--- Passage shown ---
————————

Imagine, if you will:
The days leading up to the Minnesota Vikings’ matchup with the Detroit Lions were tense ones at TCO Performance Center. After missing the past six weeks with a high ankle sprain, J.J. McCarthy went through his final evaluation from the team’s medical staff.
Kevin O’Connell, fresh off watching McCarthy complete his version of the Most Xtreme Challenge, waited nervously for the doctor’s final approval but gasped audibly when they put McCarthy’s X-ray up for everyone to see.
“What the hell is that?” O’Connell said.
“Oh, that right there?” the doctor said. “That’s that dawg in him.”
A few days later, McCarthy was busy letting “the dawg” out of the Vikings. His stats didn’t win many fantasy football matchups: He threw for 143 yards and two touchdowns and ran for another. Those who didn’t watch the game may have thought the hype was just as overblown when McCarthy led a fourth-quarter comeback in Chicago during the season opener.
However, despite the hindsight and second-guessing that had occurred over the past few months, McCarthy went a long way toward showing that the Vikings had made the right decision.

————————

--- Provided material ---

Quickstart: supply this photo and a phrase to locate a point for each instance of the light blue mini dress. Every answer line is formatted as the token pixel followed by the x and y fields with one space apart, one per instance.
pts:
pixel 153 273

————————

--- Assigned task A ---
Could you set down the McCarthy passage from "Imagine, if you" up to and including "everyone to see.", word for word?
--- Assigned task B ---
What are all the statistics that the McCarthy passage gives for his game against the Lions?
The listing is separate material, unrelated to the McCarthy passage.

--- Exercise output A ---
Imagine, if you will:
The days leading up to the Minnesota Vikings’ matchup with the Detroit Lions were tense ones at TCO Performance Center. After missing the past six weeks with a high ankle sprain, J.J. McCarthy went through his final evaluation from the team’s medical staff.
Kevin O’Connell, fresh off watching McCarthy complete his version of the Most Xtreme Challenge, waited nervously for the doctor’s final approval but gasped audibly when they put McCarthy’s X-ray up for everyone to see.

--- Exercise output B ---
- 143 passing yards
- two passing touchdowns
- one rushing touchdown